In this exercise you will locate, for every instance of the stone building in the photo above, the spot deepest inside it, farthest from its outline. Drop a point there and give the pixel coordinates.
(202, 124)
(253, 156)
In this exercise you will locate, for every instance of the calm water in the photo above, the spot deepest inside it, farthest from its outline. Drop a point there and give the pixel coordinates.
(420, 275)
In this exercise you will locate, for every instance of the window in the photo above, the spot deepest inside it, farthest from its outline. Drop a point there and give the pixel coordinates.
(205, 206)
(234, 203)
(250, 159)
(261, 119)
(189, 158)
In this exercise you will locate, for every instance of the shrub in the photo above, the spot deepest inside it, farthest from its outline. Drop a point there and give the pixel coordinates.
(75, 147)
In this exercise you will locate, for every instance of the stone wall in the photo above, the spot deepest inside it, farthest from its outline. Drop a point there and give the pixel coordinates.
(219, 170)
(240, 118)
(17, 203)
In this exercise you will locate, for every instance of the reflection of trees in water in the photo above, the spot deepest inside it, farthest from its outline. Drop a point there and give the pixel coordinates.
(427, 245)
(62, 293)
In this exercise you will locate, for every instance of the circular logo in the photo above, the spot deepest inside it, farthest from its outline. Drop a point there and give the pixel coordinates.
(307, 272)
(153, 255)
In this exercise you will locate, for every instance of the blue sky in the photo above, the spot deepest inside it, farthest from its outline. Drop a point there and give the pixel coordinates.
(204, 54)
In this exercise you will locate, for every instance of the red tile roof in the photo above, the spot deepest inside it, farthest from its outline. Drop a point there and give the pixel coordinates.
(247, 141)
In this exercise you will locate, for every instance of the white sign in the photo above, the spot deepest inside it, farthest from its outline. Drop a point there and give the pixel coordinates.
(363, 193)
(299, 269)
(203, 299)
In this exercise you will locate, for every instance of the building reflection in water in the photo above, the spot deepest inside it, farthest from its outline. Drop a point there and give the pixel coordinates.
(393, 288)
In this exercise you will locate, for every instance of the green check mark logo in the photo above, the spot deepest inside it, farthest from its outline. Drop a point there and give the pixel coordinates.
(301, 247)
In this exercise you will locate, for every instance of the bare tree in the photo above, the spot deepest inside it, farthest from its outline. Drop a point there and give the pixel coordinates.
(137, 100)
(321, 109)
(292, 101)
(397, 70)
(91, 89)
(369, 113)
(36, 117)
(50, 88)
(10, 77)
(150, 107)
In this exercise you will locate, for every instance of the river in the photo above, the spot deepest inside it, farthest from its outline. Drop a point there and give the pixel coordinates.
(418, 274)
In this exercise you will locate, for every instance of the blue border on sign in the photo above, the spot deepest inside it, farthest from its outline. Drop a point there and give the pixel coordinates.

-------------------------

What to do> Write out the entries above once more, without altering anything.

Solution to this problem>
In this exercise you will locate, for every instance of the stone building in the photo above, the spot deepest inside it, farthest from its outline. Drop a point there and give the pixel coordinates.
(202, 124)
(253, 156)
In this exercise you will locate, for every instance of the calm water in the photo above, the spot deepest inside it, farthest from its outline. Drop a point there and give the pixel coordinates.
(420, 275)
In this exercise you will locate, for every instance of the window in the photo above, the spot deepest inside it, farthest from its outline. Drop a point there and give the pixel coordinates.
(205, 206)
(234, 203)
(250, 159)
(261, 119)
(189, 158)
In this exercise you will locate, for every instance of the shrub in the photo above, the spot deepest inside it, farthest from its outline. Drop a point there and give the pixel coordinates.
(75, 147)
In this exercise you will locate, for every instance of the stone wall in the photo above, the spot deepest inside it, farthest from its outline. Drop a point there and give the pixel coordinates.
(219, 170)
(240, 118)
(17, 203)
In this exercise you will locate, for every instance of the reflection of trees in water in the photo above, the spot deepest inside it, farthest from its outline. Drop a point there and give the pixel coordinates.
(427, 245)
(62, 293)
In this exercise you will locate, for every instance of the circular logo in the photo above, the spot deepest inside it, farthest from its outline. Drop a point there and give the pixel coordinates.
(307, 272)
(153, 255)
In this exercise you will locate, for every instance of the blue sky in the photo above, the spot deepest inside it, farthest from its outline. Drop a point there and give the pixel coordinates.
(204, 54)
In this exercise you will locate, for every instance of the red tile roof in the photo above, the spot deepest inside it, farthest from its outline. Drop a point there and give the pixel coordinates.
(247, 141)
In this exercise you will locate, for every instance of the white sign in the photo above, the spot deepest inside it, farthest from its outline. Drop a point there and give the pixel coordinates.
(363, 193)
(299, 269)
(203, 299)
In this exercise you will locate, for every instance of the building reflection in water in the photo above, the spot deepest inside it, farthest from its outline. Drop a point there and give the pixel coordinates.
(393, 288)
In this exercise you will locate, for every instance of the green check mark logo in the photo above, the spot deepest inside it, farthest from its outline. Drop a point there and give the pixel coordinates.
(301, 247)
In this exercise you will locate, for every instance of the bare tree in the photo above, the spot deepest inside it, farthest from its outline. Drop a point there and give the pixel coordinates.
(137, 100)
(321, 109)
(292, 101)
(397, 70)
(91, 89)
(369, 113)
(36, 117)
(50, 88)
(10, 77)
(150, 107)
In this exercise you will locate, for every instance of the river in the photo above, the spot deepest inside it, farthest from its outline. Drop a point there and give the pixel coordinates.
(418, 274)
In this exercise you will locate, for every instance of the blue border on sign in the photo above, the spot deepest inside it, farthest from its outline. Drop a point there and give the pixel coordinates.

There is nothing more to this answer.